=== REQUIRED WORK ===
The entries need to be copied exactly.

=== DATASET RECORDS ===
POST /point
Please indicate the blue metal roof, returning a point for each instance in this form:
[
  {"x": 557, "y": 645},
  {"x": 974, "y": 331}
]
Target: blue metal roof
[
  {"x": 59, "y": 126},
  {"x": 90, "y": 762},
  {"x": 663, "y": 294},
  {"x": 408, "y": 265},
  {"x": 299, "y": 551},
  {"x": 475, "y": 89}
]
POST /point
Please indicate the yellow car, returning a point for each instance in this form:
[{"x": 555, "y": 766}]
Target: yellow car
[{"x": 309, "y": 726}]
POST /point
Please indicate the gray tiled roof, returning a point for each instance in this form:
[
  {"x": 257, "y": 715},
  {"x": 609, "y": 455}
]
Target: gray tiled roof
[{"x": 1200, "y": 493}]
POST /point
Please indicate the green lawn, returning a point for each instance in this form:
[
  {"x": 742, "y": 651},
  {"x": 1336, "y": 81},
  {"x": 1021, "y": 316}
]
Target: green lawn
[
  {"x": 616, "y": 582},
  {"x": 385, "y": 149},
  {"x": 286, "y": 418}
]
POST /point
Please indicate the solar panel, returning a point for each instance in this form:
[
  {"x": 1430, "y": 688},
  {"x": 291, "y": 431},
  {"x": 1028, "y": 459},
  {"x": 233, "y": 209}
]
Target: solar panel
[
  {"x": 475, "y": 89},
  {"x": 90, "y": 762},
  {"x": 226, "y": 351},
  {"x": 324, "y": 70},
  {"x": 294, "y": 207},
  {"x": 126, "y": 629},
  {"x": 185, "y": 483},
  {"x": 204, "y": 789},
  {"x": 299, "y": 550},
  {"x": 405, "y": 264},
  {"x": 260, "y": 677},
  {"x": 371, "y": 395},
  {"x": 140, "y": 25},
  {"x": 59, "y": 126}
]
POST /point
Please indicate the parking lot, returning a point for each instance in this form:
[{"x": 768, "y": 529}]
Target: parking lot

=== OUTPUT ===
POST /point
Please indicate the blue metal roof, returning a point for each instance in this form:
[
  {"x": 557, "y": 645},
  {"x": 974, "y": 331}
]
Target: blue metal roof
[
  {"x": 59, "y": 126},
  {"x": 90, "y": 762},
  {"x": 663, "y": 294},
  {"x": 408, "y": 265},
  {"x": 299, "y": 551},
  {"x": 475, "y": 89}
]
POST /point
Please indicate the yellow car, returning a point for each instance in this form:
[{"x": 555, "y": 766}]
Target: yellow car
[{"x": 309, "y": 726}]
POST /point
Please indicate the gray tiled roof, returning a point for each instance in this form:
[
  {"x": 257, "y": 715},
  {"x": 609, "y": 455}
]
Target: gray tiled roof
[{"x": 1200, "y": 493}]
POST /point
Please indicate the green lawn, returning a point for each instance in this form:
[
  {"x": 742, "y": 651},
  {"x": 1336, "y": 81},
  {"x": 1021, "y": 316}
]
Target: green lawn
[
  {"x": 616, "y": 582},
  {"x": 385, "y": 149},
  {"x": 286, "y": 418}
]
POST /point
Please indicate the solar panel, returning a point for each instance in this form:
[
  {"x": 1430, "y": 688},
  {"x": 291, "y": 431},
  {"x": 1028, "y": 459},
  {"x": 233, "y": 209}
]
Target: solar panel
[
  {"x": 475, "y": 89},
  {"x": 90, "y": 762},
  {"x": 226, "y": 351},
  {"x": 324, "y": 70},
  {"x": 294, "y": 207},
  {"x": 126, "y": 629},
  {"x": 185, "y": 483},
  {"x": 204, "y": 789},
  {"x": 299, "y": 550},
  {"x": 405, "y": 264},
  {"x": 260, "y": 677},
  {"x": 371, "y": 395},
  {"x": 140, "y": 25},
  {"x": 59, "y": 126}
]
POST /point
Please indicate the parking lot, returning a point for each instance in this form:
[{"x": 768, "y": 529}]
Target: parking lot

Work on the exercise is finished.